*** Opening of Passage provided ***

Enhanced Robo Advisors

» “There’s going to be refinement and enhancement of the robo advice model through artificial intelligence, where a lot of the traditional roles of advisors are taken over by computers: asset allocation, manager selection, fund selection, etc. The advisor of tomorrow who wants to win will need to be able to take a very sophisticated approach that considers a client’s whole picture, from taxes to business to legacy planning. Advisors will need to provide high-value, comprehensive strategies.” —Bill Loftus, founding partner, Coastal Bridge Advisors

Gold

On The Rise

» “Though it would be classic for gold to hit a final five-year low, even into the $900s, to shake out the weak hands, for a variety of reasons the next really big move is up, well beyond the all-time highs of $1,900.” —Thomas Kaplan, chairman and chief investment officer, The Electrum Group

entertainment

A Focus On Emotional Connection

» “Entertainment is emotional transportation. We’re all analogue; we’re not digital. As such, anything that’s trying to engage us has to be aimed at the heart. Because it’s entertainment, the real hits will not be aimed at the wallet or the head. They may migrate there and create economic reward, but they’ll be aimed at the heart.

*** Close of Passage provided ***
*** Opening of Extracted records ***

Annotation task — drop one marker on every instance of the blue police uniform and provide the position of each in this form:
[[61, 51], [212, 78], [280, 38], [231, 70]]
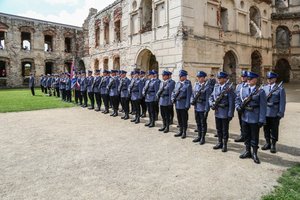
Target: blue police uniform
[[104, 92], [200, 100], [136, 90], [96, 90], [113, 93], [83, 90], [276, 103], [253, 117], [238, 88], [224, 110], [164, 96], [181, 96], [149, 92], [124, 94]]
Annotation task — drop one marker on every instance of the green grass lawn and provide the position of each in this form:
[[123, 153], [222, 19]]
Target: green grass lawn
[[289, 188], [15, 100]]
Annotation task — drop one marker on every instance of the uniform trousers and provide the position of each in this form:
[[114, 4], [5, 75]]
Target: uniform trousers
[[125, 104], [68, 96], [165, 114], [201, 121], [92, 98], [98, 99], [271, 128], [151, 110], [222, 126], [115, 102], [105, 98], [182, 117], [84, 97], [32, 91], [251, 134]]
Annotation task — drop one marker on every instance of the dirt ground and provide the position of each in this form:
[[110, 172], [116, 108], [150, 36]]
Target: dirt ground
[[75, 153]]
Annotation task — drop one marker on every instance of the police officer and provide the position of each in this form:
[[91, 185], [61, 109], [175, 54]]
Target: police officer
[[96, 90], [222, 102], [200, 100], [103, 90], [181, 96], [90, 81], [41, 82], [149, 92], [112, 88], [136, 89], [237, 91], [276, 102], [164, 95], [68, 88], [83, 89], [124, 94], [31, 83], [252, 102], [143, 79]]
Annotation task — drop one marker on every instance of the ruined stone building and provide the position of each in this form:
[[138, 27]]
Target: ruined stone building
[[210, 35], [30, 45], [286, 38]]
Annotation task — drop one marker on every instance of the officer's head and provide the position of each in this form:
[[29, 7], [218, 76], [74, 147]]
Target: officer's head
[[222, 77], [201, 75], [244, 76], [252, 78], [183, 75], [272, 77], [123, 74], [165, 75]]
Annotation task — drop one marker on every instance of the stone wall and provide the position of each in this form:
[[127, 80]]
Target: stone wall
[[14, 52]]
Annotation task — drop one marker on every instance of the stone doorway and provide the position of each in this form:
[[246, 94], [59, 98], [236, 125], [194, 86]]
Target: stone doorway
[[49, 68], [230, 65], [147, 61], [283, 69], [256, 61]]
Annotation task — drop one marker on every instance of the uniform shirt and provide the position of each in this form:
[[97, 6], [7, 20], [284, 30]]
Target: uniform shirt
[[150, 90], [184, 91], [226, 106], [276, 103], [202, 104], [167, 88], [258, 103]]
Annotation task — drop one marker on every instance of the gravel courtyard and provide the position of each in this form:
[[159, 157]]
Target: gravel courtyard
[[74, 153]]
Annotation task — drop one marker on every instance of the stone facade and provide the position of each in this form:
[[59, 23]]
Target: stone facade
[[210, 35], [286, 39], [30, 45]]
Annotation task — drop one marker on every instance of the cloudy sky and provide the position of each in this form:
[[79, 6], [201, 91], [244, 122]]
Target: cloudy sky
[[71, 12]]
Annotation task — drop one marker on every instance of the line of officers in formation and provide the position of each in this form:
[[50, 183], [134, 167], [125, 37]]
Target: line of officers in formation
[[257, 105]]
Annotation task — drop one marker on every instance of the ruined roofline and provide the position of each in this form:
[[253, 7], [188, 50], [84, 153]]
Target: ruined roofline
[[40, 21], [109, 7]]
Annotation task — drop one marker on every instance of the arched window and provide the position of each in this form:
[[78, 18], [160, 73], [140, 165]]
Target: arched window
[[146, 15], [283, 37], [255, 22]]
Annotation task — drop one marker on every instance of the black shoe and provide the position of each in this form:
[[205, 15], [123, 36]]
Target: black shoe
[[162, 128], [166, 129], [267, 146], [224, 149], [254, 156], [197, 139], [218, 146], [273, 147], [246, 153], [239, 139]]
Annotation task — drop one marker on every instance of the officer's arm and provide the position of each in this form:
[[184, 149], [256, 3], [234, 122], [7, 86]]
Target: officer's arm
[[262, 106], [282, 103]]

*** Close of Extracted records ***
*** Opening of Extracted records ***

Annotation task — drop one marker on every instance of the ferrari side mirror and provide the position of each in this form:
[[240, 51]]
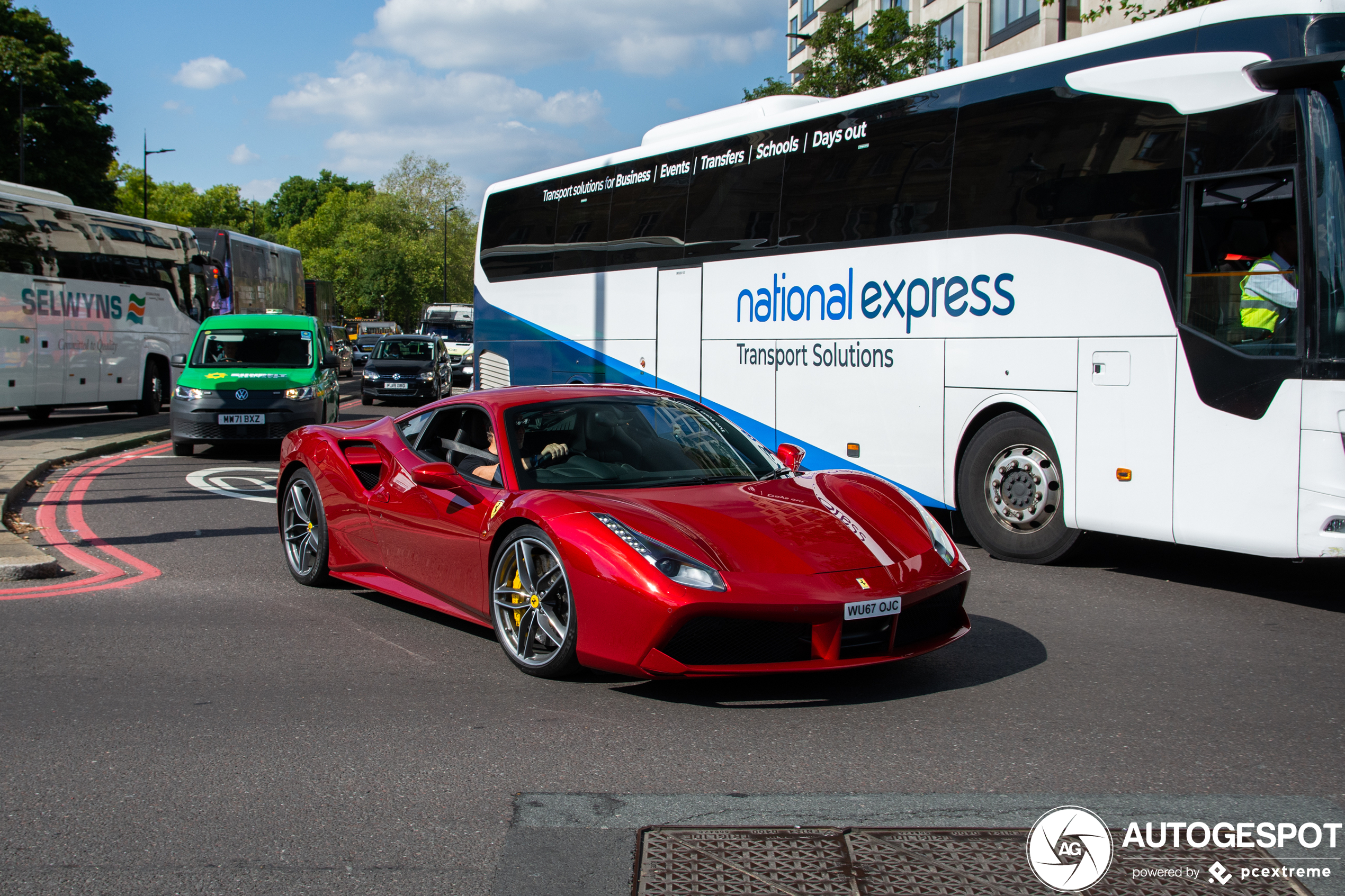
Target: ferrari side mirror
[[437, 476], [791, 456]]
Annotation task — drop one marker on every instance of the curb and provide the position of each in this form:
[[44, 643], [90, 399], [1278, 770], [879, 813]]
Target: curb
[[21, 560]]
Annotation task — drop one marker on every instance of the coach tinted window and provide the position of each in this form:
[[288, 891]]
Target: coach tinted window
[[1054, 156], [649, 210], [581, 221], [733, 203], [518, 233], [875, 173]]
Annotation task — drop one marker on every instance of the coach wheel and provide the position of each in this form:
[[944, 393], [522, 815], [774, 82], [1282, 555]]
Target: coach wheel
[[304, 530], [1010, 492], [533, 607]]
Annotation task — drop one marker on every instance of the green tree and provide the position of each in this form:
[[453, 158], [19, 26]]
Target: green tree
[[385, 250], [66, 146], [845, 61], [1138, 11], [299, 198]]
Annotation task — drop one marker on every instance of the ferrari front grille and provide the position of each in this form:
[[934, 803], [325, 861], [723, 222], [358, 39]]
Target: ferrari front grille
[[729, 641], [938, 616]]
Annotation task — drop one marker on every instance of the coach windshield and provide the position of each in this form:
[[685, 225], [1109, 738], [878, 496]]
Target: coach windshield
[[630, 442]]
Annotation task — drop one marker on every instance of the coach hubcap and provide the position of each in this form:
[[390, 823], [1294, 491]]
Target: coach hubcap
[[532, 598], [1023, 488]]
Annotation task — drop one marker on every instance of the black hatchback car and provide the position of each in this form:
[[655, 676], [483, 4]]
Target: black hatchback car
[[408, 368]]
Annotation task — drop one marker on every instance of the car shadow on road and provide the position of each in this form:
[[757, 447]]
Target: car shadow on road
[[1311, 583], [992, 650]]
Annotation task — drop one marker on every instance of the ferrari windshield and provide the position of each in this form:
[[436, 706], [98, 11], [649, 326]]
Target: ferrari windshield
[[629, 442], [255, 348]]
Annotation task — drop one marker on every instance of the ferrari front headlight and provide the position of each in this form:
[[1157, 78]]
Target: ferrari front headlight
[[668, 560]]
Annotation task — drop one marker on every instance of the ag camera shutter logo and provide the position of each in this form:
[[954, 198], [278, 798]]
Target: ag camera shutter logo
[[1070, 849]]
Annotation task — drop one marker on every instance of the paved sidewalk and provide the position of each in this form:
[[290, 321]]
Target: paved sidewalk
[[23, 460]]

*** Close of Extracted records ***

Activity 1 |
Answer these from the passage of expert predictions:
(a) Which roles does Bill Loftus say computers will take over from advisors?
(b) What figure does Thomas Kaplan give for gold's all-time high?
(c) In the entertainment section, what is entertainment called?
Activity 2 | Carry on the passage of expert predictions from the point where it stops.

Exercise output 1 |
(a) Asset allocation, manager selection, and fund selection.
(b) $1,900.
(c) Emotional transportation.

Exercise output 2 |
“How do we make that emotional connection? Technology shortens the distance and accelerates the time between artist and audience. All the technology that is allowing us to connect with hearts and audiences is moving at light speed. The change that happens not in 25 or 50 years, but in 10 years, will be indistinguishable from magic: Those audiences
that before were not reachable are easily reachable.” —Peter Guber, chairman and CEO, Mandalay Entertainment

cities

Focusing On Character

» “We’ve seen the homogenization of America’s cities over the last 10 to 15 years. I hope and think that cities will protect their unique characters. The smart cities will. To compete, you have to offer something different. Finding a niche and enhancing it is the piece that separates some cities from the masses.

“For example, Atlanta is defining itself differently after years of just being the biggest city in the South, and they’re doing it with sports. Through investment in their stadiums and convention center and chasing the college football championship, Super Bowl and other big events, they’ve carved out a new look and feel. I think if they keep moving in that direction, they’ll be as strong as anybody.” —Butch Spyridon, president, the Nashville Convention & Visitors Corp.